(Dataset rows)
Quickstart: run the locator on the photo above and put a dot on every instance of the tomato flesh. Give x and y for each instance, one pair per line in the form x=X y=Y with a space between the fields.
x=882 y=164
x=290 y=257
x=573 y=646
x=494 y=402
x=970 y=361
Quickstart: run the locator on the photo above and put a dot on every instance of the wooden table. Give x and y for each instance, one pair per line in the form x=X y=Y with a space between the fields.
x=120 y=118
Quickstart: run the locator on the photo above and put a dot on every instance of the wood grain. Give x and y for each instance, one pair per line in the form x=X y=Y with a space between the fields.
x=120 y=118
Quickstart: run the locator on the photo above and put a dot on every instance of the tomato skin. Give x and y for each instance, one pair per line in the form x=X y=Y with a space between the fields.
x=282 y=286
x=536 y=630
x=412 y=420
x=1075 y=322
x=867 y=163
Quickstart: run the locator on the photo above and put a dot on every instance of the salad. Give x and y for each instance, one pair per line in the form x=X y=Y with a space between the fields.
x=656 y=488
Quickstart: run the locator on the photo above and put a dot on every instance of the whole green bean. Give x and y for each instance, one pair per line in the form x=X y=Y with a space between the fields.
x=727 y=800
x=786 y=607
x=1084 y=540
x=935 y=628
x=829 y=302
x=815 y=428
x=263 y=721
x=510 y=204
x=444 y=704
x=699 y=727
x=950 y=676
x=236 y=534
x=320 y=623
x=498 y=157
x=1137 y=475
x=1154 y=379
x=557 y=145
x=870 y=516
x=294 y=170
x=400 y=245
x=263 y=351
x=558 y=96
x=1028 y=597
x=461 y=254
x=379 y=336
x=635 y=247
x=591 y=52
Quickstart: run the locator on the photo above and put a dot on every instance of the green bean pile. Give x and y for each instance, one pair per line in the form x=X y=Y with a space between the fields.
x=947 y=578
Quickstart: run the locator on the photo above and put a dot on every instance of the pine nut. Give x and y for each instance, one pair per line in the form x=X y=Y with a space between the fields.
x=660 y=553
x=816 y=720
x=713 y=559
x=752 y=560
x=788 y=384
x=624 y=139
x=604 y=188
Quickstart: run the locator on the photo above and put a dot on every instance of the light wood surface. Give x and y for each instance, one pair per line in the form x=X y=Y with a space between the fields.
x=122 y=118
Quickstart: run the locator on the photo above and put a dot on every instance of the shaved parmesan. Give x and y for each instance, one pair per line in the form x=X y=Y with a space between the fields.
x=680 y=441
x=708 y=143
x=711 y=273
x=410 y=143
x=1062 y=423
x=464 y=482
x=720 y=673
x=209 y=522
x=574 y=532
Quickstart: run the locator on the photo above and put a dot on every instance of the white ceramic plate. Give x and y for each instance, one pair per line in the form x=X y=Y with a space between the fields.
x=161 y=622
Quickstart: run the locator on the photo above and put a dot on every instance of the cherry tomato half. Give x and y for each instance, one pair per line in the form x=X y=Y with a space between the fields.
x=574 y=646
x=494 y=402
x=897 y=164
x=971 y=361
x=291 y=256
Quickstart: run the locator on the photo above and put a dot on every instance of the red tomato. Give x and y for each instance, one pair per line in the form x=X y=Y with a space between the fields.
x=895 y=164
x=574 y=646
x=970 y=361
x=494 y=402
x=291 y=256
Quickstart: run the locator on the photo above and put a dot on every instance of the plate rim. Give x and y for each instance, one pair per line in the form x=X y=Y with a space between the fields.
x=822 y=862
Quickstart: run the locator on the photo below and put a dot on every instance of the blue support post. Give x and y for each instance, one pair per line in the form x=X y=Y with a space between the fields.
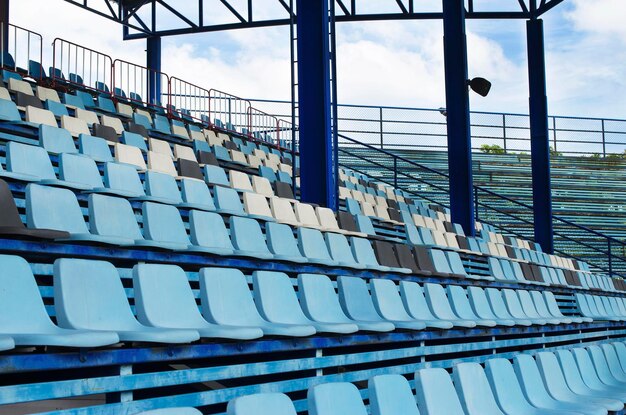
x=458 y=116
x=317 y=179
x=154 y=64
x=539 y=136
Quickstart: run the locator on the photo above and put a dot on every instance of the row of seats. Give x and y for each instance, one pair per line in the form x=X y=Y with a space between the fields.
x=581 y=381
x=92 y=308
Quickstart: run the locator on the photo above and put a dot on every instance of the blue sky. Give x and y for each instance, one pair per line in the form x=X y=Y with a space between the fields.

**GIVEN TASK:** Update all the records above so that "put a dot on" reads "place a marker on" everywhere and nothing else changes. Omit the pictures from your answer.

**REPLY:**
Quickstart: run the locator on the photo above and place a marker on every instance of the tomato flesh. Give x and y for each instance, one pair per line in the form x=X y=Y with a space between the fields.
x=882 y=164
x=290 y=257
x=573 y=646
x=494 y=402
x=970 y=361
Quickstart: run the locator on the photo above and place a marker on every instance of the wooden table. Give x and y for each instance, one pair per line in the form x=X y=Y with a space between the fields.
x=120 y=118
Quickstart: run the locator on the photo above and place a marker on every instance of the wood grain. Give x and y for each instance, one pair per line in the form x=X y=Y with a space between the fields.
x=120 y=118
Quickstart: run the locator on the photo above and place a marker on every instance of the tomato skin. Give x and y for each instance, one pair per line in the form x=X y=Y with a space between the fields.
x=282 y=286
x=536 y=630
x=412 y=420
x=1075 y=322
x=867 y=163
Quickstart: run the locator on the photo above and place a marker on every instance of the salad. Give x and y for each instance, one pair per line in the form x=X y=Y with a space between the fields.
x=656 y=488
Quickstart: run the locator on the photo above and place a marker on every instance of the whole green bean. Give x and y for each instance, one pair per line in the form x=X y=Y with a space between the fields.
x=727 y=800
x=786 y=607
x=1084 y=540
x=935 y=628
x=829 y=302
x=815 y=428
x=263 y=721
x=510 y=204
x=444 y=704
x=699 y=727
x=950 y=676
x=236 y=534
x=320 y=623
x=498 y=157
x=1137 y=475
x=1154 y=379
x=557 y=145
x=870 y=516
x=294 y=170
x=400 y=245
x=263 y=351
x=558 y=96
x=1028 y=597
x=461 y=254
x=379 y=336
x=635 y=247
x=591 y=52
Quickstart: run the locator on the photo above and place a marker on every instance of the green bean pile. Give x and y for each instance, one pair per line in the form x=X y=Y with a space between the fields.
x=947 y=578
Quickstart: run the locator on the photo above and place a marker on every instance of the pine nut. Give x and y for each instance, one pair per line in the form x=X y=Y with a space between the fields.
x=660 y=553
x=816 y=720
x=713 y=559
x=752 y=560
x=788 y=384
x=624 y=139
x=604 y=188
Quickstart: run the locator on the photo above and place a marker on every instance of the light wood surface. Give x and y for each instance, one pair per line in the form x=X y=Y with a space between the fields.
x=122 y=118
Quickstart: run the locator on the photo above and place a marker on every instance of the shaved parmesan. Give x and y for each instance, one pair per line in the form x=X y=Y with a space between the fields.
x=680 y=441
x=708 y=143
x=711 y=273
x=410 y=143
x=1062 y=423
x=464 y=482
x=720 y=673
x=209 y=522
x=574 y=532
Quickstart: run the locator on the photo above and place a marker on every instance of the white ceramic plate. Give x and y for each instance, one pair per line in the form x=X y=Y with a space between the fields.
x=161 y=622
Quickstart: run the locator on the photo above and place a marker on every instance of the cherry tomato half. Give x and y for each instance, one pair per line in the form x=X y=Y with a space between the fields.
x=574 y=646
x=494 y=402
x=897 y=164
x=971 y=361
x=291 y=256
Quickstart: run the locator on the photo above and place a marker on every instance of the red tomato. Give x and y for each instance, one pair per line in the form x=X y=Y with a space between the fields.
x=895 y=164
x=574 y=646
x=970 y=361
x=494 y=402
x=291 y=256
Quickstart: run the locator on the photo above and place a marker on every instance of the plate rim. Give x and y for each instance, one pair per line in the form x=X y=Y with a space between the fields.
x=822 y=862
Quickstart: run the locator on the photo below and place a marker on every instance of the blue support post. Give x and y for each instance, one pair per line in the form x=X y=Y with a space between the fields.
x=458 y=116
x=317 y=179
x=154 y=64
x=539 y=136
Quickstart: run the locator on the photo above and place a marker on every instance of the row of seats. Give x and y for each instance, one pair per line in the form x=X y=Y with a space between the fields.
x=581 y=381
x=92 y=308
Quickstart: run the locator on the photo above and place a marker on every instance of the blue sky. Give x and y for each instance, one pair per line in the form x=X y=Y with a space between the fields.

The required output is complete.